EXERCISE: Write out, character for character, the line containing "Guideline: the keypoint for each instance of the woman with" and all lines after it up to the end of the listing.

Excerpt from a dataset:

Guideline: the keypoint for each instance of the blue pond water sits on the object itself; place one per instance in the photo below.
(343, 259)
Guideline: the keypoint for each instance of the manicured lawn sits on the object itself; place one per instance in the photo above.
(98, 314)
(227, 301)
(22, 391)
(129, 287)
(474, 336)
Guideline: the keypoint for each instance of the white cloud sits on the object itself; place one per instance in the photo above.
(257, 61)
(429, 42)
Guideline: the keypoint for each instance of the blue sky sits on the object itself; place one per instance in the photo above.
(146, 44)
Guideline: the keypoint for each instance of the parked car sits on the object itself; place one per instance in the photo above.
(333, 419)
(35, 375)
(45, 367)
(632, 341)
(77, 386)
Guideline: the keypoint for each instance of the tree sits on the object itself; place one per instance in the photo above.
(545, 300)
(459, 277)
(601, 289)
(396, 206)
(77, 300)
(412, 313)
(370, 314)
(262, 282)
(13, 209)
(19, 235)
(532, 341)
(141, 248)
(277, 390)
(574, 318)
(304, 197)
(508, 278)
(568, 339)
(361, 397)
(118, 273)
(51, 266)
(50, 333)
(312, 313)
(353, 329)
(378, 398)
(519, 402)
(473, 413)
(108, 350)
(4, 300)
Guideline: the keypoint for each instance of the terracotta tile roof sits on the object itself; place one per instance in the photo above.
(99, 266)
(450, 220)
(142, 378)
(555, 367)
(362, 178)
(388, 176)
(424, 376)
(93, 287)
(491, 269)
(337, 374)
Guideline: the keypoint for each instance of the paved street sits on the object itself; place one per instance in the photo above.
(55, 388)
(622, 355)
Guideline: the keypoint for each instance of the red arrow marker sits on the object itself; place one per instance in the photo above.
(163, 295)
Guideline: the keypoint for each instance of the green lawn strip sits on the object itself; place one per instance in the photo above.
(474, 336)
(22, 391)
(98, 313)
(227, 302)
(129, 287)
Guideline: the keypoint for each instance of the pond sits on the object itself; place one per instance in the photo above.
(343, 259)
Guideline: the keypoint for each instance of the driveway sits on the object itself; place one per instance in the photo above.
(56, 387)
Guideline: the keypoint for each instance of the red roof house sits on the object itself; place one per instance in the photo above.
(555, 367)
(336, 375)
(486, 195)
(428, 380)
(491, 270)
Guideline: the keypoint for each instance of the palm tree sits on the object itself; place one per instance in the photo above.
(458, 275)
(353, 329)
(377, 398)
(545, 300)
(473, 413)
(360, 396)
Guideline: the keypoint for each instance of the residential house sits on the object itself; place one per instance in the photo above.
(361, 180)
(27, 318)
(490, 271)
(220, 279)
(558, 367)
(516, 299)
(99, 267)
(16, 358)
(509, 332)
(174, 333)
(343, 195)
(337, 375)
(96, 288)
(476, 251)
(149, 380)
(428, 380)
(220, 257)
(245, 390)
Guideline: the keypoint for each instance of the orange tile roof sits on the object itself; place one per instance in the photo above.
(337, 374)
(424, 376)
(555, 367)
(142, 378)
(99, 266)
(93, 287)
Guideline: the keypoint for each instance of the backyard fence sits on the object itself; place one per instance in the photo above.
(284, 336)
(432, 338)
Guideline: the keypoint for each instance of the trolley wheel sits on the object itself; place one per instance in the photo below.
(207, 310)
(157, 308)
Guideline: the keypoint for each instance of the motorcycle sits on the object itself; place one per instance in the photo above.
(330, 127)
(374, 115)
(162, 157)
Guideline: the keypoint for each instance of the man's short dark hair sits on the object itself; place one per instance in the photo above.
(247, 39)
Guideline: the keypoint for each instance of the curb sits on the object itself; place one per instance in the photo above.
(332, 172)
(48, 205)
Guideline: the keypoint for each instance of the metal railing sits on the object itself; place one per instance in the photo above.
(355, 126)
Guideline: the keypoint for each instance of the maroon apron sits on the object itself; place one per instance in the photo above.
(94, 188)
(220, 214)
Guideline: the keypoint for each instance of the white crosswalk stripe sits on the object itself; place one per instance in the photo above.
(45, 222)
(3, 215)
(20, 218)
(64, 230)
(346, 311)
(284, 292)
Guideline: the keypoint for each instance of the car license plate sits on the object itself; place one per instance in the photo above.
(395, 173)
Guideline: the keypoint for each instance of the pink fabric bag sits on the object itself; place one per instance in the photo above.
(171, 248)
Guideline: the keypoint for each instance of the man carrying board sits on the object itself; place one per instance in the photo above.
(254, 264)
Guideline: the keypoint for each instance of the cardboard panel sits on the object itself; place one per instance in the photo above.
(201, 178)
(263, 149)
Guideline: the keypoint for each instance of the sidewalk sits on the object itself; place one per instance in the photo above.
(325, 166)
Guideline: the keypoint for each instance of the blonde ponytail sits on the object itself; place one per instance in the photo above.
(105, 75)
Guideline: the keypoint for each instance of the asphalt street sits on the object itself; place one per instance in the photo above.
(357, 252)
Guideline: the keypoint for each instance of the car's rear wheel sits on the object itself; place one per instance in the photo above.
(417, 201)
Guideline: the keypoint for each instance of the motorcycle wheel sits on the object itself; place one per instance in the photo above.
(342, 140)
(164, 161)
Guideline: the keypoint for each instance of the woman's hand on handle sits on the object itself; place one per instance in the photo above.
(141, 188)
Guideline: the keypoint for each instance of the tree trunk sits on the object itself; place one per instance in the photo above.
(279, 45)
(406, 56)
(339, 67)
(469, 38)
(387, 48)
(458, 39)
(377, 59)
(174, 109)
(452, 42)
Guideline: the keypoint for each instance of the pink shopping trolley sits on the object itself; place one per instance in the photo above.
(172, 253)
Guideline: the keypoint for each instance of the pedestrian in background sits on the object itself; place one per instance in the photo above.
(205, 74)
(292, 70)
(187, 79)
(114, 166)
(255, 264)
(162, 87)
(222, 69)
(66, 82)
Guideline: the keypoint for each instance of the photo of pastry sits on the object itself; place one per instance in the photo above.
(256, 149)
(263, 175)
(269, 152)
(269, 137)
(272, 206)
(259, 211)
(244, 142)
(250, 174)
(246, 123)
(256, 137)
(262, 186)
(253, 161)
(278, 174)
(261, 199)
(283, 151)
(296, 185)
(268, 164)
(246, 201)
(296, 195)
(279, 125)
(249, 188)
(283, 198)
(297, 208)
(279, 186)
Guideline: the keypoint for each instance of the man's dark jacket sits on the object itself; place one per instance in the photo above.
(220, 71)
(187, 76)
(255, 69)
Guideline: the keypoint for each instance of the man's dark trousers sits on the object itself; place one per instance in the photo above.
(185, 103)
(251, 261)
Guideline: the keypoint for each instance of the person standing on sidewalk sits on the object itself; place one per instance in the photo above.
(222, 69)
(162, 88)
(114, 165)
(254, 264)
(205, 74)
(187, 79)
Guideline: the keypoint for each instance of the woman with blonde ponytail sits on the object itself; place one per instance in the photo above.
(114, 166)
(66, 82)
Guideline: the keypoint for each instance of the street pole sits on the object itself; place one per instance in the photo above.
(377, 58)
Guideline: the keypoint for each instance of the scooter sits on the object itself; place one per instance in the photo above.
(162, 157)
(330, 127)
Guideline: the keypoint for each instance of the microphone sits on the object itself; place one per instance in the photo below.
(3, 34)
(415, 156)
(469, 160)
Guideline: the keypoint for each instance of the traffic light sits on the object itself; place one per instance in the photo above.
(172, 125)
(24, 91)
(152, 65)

OUTPUT FOR THIS TASK:
Guideline: the keypoint for each instance of the woman with blonde ponytail sits on the object itself; place one per instance in the photo above.
(114, 166)
(66, 82)
Guideline: the keypoint for each instance of the street pole sits on the object itself; place one per instance in the photo above.
(377, 58)
Guideline: the keypoint for each instance of the scooter sits on the object itself; place one per instance in the photo above.
(162, 157)
(330, 127)
Guideline: the keypoint for each instance of the microphone sits on the object itself; place one per instance in the photo below.
(3, 34)
(415, 156)
(469, 160)
Guideline: the keypoint for each instance of the traffic light sits on the object itself; place one per instance in the photo above.
(172, 125)
(24, 91)
(152, 65)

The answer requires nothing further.